---- Provided data

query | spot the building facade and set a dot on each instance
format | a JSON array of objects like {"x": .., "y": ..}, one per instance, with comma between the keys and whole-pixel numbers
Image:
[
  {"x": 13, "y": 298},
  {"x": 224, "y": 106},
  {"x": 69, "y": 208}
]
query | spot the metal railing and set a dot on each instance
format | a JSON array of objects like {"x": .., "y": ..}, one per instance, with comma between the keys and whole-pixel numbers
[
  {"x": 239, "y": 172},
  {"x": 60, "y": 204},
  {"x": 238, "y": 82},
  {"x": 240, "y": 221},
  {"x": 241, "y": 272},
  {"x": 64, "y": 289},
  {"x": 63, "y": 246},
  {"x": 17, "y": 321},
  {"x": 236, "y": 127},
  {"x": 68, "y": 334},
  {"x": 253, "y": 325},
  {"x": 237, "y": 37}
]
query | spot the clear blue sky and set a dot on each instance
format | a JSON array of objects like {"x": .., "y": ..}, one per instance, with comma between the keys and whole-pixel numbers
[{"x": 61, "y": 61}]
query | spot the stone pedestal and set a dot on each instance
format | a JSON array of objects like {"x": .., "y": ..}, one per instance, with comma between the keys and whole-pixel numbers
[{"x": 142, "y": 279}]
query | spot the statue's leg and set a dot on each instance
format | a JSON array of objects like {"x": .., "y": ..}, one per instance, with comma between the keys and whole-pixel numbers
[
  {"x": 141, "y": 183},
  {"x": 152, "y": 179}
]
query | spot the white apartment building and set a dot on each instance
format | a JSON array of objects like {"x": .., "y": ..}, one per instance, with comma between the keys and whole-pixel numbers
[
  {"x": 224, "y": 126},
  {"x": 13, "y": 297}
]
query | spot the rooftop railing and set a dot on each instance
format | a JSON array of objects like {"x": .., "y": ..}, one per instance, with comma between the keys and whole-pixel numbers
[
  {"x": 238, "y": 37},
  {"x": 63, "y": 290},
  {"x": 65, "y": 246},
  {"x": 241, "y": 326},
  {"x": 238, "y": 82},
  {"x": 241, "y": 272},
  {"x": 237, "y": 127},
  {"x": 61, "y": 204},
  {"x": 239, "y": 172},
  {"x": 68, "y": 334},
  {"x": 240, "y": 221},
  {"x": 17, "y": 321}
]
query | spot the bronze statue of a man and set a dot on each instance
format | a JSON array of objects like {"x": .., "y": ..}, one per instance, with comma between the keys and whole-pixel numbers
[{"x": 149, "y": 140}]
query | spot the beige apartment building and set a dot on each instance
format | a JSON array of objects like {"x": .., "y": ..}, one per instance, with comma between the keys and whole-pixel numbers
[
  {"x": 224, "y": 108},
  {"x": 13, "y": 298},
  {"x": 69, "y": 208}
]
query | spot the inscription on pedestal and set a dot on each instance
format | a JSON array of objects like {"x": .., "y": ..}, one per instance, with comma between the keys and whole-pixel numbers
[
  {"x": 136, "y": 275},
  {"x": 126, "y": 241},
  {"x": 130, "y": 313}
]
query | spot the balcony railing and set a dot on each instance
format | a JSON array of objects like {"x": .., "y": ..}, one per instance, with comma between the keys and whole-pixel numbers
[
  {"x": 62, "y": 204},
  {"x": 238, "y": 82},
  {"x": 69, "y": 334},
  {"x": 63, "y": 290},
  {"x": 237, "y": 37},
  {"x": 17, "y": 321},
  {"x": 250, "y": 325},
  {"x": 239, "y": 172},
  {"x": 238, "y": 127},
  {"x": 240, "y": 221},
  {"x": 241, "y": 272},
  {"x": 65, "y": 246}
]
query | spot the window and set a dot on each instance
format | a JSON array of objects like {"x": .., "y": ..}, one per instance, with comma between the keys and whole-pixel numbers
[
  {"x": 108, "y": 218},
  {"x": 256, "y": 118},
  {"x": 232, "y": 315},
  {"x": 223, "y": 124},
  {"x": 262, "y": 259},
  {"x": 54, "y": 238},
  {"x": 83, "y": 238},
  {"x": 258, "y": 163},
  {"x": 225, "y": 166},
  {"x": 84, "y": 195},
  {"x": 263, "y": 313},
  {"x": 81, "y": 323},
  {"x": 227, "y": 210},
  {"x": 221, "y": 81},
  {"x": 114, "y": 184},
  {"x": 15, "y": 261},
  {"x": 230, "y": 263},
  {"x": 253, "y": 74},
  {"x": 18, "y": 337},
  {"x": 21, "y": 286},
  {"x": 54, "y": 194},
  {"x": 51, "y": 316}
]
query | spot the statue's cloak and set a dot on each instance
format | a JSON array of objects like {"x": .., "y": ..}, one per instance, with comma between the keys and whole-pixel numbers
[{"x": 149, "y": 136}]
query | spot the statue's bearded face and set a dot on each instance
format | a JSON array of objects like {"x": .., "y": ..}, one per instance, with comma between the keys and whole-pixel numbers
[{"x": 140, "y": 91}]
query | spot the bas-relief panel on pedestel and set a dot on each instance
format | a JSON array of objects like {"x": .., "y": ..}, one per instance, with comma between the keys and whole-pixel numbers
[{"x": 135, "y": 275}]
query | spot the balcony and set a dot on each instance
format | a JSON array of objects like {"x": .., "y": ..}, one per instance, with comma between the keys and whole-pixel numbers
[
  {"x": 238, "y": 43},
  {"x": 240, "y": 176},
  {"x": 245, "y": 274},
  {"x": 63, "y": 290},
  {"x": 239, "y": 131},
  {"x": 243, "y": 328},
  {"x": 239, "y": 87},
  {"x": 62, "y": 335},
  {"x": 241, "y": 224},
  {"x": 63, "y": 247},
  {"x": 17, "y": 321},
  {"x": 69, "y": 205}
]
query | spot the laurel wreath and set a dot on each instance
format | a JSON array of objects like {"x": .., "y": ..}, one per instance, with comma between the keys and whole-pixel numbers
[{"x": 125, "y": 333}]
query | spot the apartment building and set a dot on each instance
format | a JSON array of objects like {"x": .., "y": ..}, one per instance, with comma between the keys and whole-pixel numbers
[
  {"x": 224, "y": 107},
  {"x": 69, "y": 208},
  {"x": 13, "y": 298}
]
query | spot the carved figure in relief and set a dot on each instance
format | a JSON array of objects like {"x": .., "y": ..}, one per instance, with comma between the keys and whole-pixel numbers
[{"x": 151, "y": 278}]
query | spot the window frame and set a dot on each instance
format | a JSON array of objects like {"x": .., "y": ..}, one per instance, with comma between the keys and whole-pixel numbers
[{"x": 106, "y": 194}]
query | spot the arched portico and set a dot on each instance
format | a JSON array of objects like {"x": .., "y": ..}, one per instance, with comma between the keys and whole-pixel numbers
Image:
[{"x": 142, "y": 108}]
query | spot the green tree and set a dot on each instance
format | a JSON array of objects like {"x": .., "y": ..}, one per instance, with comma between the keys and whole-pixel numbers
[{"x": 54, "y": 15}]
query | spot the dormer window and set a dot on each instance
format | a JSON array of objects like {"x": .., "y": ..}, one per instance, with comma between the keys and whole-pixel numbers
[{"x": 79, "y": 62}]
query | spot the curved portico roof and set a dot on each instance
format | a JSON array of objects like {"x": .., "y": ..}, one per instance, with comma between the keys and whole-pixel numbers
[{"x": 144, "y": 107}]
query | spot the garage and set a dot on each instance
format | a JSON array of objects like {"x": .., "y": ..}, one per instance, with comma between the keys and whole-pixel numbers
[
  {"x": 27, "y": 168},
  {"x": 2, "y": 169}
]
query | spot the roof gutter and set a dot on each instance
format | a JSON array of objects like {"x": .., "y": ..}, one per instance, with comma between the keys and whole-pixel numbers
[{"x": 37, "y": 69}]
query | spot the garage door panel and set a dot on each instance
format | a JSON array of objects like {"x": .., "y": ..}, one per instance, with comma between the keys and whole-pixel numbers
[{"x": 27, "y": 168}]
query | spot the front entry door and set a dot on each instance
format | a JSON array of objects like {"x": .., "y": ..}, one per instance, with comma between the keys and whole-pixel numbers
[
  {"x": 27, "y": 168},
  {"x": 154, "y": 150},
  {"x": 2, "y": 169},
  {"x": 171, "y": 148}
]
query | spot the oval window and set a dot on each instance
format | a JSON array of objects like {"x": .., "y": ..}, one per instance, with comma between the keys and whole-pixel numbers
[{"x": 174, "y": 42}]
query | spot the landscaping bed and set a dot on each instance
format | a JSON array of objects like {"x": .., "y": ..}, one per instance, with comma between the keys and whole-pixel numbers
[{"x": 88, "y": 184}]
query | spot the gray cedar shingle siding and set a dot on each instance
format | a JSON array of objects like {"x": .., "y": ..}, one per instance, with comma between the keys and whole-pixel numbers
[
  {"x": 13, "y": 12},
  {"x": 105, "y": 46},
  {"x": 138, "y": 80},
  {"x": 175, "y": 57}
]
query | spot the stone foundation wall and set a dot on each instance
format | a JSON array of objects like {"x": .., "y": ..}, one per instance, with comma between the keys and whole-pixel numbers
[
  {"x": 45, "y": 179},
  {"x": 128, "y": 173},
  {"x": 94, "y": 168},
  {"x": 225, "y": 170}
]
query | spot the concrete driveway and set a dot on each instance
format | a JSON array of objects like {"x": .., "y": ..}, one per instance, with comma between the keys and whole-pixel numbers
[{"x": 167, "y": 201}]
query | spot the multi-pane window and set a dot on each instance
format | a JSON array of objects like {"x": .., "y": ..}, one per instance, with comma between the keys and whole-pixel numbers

--------

▸ What to work on: Copy exactly, and only, the lines from the one containing "query | spot the gray" through the last line of the listing.

▸ Output:
query | spot the gray cedar shingle siding and set a dot on each instance
format | a JSON array of objects like {"x": .., "y": ..}, one per instance, with comma between the keys and whole-pixel numbers
[
  {"x": 13, "y": 12},
  {"x": 105, "y": 46},
  {"x": 138, "y": 80},
  {"x": 175, "y": 57}
]
query | spot the stone foundation wall and set a dot on each instance
format | a JSON array of objects like {"x": .., "y": ..}, one per instance, with comma between the keys and whole-pixel numbers
[
  {"x": 45, "y": 179},
  {"x": 128, "y": 173},
  {"x": 94, "y": 168},
  {"x": 225, "y": 170}
]
query | spot the concrete driveway and set a dot on each instance
format | a JSON array of objects like {"x": .., "y": ..}, one per instance, with comma between the keys and whole-pixel numbers
[{"x": 167, "y": 201}]
query | spot the multi-pane window and set a dot on each instance
format | a JSON array of objects like {"x": .., "y": ..}, one per instance, with comma between the keys and whole-pixel numbers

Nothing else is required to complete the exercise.